Mises Daily

The Failure of State-Designed Markets

A growing recognition of the superiority of markets over planning has created an unviable hybrid: the planned market, one created not by property owners but rather by the state and for the state. Planned markets bear a close enough resemblance to the real thing to fool even astute observers who are otherwise friends of genuine market forces. And yet the designed “market” is responsible for a whole range of recent economic failures, such as electricity shortages and blackouts, and will cause more if the idea is taken to areas like predicting terrorism.

Let us begin by examining real markets. Their appearance is as spontaneous as it is unpredictable. Back in the summer of 1998, for example, I was working as an over-the-counter broker dealing with forward electricity contracts in New York. Our office was located on the 10th floor of 1 World Trade. One summer day when the market was slow due to a credit meltdown in the Cinergy market, two brokers started making some bets. They were betting on the temperature displayed on a digital clock across Liberty Street. In similarity to an option contract where the price is derived from an underlying commodity or index, they bet on the clock temperature rising above or below a particular “strike” at a particular time.

One could bet that the clock “temp” would be above the 102 Fahrenheit strike by 10:15 expiration or below 99 by 11:30. Since the sun was shinning directly on the clock causing volatile swings in the temp by the minute, and we were bored out of our minds, interest began to grow in this market for clock temp bets. It eventually sounded like just another busy day on the trading floor. It got so complicated at one point that some were trying to make spread trades between different temp strikes. Out of thin air, a market was created the speculative market for clock temp bets. Kind of sounds crazy, but it was fun. Of course, when the sun stopped shining on the clock, interest waned and the market was over.

The above represents an excellent example of a market economy. Just as in the more formal case of the Buttonwood Agreement, individuals freely contracted to make mutual gains from exchange. Granted that the payouts in the clock temp market are zero-sum in a monetary sense, and it only lasted for three hours. Consumers in the market were able to trade some of their money for the boredom of that slow summer day. And when the consumers were done, the market for clock temps bets ceased to exist.

This is much like a futures contract, an exchange traded forward agreement, that starts off hot with growing open interest, but then interest wanes with the contract’s eventual delisting. Such a case happened when the New York Mercantile Exchange (NYMEX) introduced electricity futures contracts. The forward market for wholesale electric power of various hubs across the US developed when the FERC (Federal Energy Regulatory Commission) “deregulated” the market. It was the equivalent of a deregulated wholesale milk market with a corresponding regulated retail market, in other words, totally insane.

Anyway, NYMEX saw an opportunity to market electricity futures to members of the exchange, natural hedgers (power marketers and utilities), and speculators. Open interest started to grow steadily in the beginning but began to drop off when, in the summer of 1998, massive price spikes hit the Midwest market for Cinergy. This was primarily due to a power plant tripping in Chicago combined with record heat causing Midwest wholesale power players to scramble for supply, bidding up the market.

* _Raw records_
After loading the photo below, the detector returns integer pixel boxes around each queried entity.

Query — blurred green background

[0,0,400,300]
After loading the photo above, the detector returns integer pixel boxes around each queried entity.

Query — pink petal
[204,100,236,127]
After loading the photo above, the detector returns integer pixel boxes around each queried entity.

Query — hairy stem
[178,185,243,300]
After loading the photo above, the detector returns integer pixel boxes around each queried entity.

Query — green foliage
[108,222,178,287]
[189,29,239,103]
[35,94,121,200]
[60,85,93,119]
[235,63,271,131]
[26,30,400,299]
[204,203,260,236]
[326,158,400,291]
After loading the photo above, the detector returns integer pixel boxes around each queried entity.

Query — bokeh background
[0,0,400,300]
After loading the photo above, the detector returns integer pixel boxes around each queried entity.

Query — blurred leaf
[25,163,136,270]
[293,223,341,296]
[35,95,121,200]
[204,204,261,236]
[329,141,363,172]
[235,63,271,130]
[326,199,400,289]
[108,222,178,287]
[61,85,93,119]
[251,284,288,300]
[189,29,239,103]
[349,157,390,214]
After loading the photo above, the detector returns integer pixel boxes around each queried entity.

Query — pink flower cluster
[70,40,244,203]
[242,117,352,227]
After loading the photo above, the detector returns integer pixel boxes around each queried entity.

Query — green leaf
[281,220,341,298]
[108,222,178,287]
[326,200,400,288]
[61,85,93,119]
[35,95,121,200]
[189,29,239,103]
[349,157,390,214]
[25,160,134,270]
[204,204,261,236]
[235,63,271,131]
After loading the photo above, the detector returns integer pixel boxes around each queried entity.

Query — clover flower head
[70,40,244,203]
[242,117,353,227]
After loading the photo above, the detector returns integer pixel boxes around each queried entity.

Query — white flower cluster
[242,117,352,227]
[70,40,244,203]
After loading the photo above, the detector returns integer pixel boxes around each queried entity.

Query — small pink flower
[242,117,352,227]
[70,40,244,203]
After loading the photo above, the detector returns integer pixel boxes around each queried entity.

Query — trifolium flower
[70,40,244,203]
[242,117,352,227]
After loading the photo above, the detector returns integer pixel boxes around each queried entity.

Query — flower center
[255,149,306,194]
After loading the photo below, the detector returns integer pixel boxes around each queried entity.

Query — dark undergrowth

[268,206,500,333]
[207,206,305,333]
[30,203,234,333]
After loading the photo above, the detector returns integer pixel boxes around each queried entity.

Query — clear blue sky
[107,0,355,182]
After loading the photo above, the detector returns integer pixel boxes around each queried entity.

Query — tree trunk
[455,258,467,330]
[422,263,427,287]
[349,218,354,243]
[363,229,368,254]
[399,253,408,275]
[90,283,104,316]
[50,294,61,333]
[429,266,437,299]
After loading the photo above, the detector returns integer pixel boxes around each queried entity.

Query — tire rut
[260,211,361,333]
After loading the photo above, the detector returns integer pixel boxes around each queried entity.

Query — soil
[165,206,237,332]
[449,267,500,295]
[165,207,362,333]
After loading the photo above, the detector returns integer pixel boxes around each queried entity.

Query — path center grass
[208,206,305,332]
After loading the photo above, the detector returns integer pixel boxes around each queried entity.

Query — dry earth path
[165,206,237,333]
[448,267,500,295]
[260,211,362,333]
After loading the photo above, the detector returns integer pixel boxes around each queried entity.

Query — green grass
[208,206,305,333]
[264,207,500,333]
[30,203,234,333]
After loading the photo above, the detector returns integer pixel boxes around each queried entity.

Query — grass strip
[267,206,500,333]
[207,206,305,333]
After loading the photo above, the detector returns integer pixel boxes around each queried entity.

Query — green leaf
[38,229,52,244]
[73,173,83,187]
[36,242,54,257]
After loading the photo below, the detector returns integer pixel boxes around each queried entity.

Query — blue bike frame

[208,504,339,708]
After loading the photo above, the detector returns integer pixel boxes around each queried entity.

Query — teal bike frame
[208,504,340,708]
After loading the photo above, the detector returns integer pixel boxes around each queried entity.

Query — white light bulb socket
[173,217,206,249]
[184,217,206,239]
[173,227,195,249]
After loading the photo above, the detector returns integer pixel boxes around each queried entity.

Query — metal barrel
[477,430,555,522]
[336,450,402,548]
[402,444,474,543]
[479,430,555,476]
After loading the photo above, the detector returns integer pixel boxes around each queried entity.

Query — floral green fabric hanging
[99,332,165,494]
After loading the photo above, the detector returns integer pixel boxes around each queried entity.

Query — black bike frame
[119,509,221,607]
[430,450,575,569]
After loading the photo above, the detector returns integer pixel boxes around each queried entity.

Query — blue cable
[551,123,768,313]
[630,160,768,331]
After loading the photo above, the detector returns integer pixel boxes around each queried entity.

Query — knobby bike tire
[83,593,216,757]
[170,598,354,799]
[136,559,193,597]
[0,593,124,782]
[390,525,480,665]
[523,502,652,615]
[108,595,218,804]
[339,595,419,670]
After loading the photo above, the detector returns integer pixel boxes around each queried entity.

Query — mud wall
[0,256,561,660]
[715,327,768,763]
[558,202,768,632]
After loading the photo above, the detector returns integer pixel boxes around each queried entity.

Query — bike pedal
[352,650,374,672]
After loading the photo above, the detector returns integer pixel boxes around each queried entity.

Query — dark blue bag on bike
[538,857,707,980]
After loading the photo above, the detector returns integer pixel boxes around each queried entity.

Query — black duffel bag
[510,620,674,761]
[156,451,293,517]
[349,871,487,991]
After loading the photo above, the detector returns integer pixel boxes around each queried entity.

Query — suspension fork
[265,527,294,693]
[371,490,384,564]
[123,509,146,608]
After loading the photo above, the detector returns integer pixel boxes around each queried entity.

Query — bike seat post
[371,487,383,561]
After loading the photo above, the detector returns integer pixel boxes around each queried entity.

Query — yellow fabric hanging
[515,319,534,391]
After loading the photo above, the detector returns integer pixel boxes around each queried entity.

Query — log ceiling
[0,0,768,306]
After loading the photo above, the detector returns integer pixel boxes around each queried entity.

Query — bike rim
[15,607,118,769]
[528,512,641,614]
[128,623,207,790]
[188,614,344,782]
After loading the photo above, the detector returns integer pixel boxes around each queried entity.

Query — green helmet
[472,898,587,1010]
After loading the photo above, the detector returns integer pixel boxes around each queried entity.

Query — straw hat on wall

* _Request_
Can you give everything in the essay on state-designed markets from "One could bet" down to "market was over." again, switching "sun" to "light"?

* _Exercise solution_
One could bet that the clock “temp” would be above the 102 Fahrenheit strike by 10:15 expiration or below 99 by 11:30. Since the light was shinning directly on the clock causing volatile swings in the temp by the minute, and we were bored out of our minds, interest began to grow in this market for clock temp bets. It eventually sounded like just another busy day on the trading floor. It got so complicated at one point that some were trying to make spread trades between different temp strikes. Out of thin air, a market was created the speculative market for clock temp bets. Kind of sounds crazy, but it was fun. Of course, when the light stopped shining on the clock, interest waned and the market was over.